- [TASK TO COMPLETE] Print exactly the line with "Query: granite cliff face" and every line after it, through the final line of the material below.
━━━ THE DATA
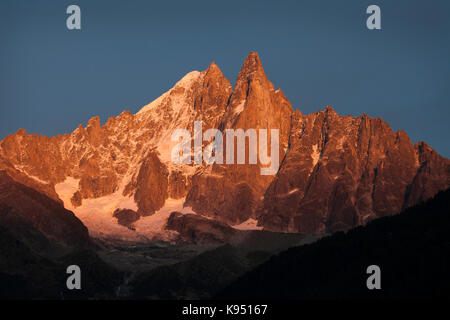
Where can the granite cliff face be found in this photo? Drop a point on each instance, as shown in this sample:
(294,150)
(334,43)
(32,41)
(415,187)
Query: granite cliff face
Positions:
(335,172)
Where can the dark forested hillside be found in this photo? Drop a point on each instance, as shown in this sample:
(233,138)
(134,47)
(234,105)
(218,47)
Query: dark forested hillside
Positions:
━━━━━━
- [THE ANSWER]
Query: granite cliff face
Positions:
(335,172)
Where can the dark forested hillside be found in this photo? Drop a point on each instance, as shown in this sample:
(233,138)
(134,47)
(234,105)
(218,47)
Query: dark forested hillside
Positions:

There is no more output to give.